The finished copy should hold every entry exactly as given, and no pictures.

DATASET CONTENT »
○ ○ ○ ○ ○ ○ ○

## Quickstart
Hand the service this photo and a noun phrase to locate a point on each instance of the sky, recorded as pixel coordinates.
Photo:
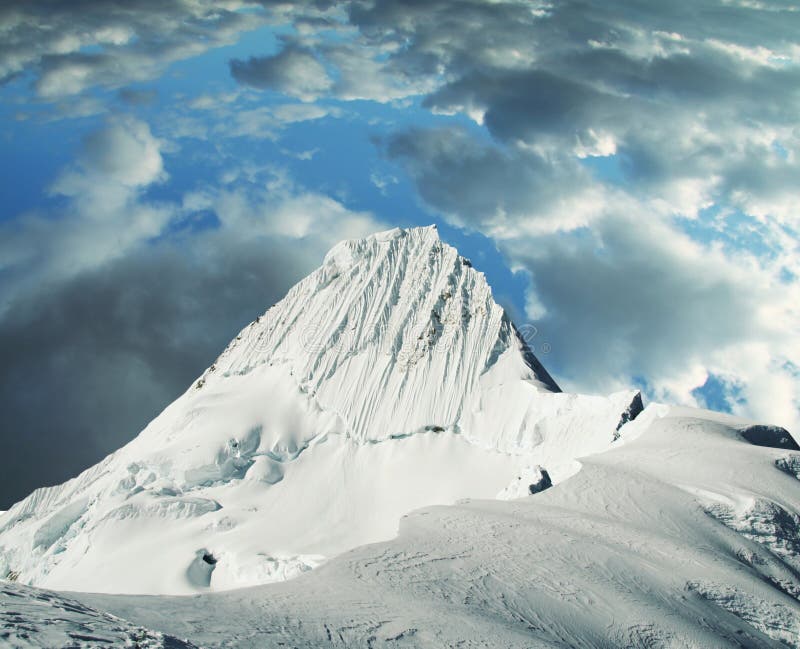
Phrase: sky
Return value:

○ ○ ○ ○ ○ ○ ○

RESPONSE AREA »
## Quickstart
Hand the service this photo and a noun phrase to locate a point on each instance of the sky, recorded as pixel coordinates.
Photo:
Phrase: sky
Return value:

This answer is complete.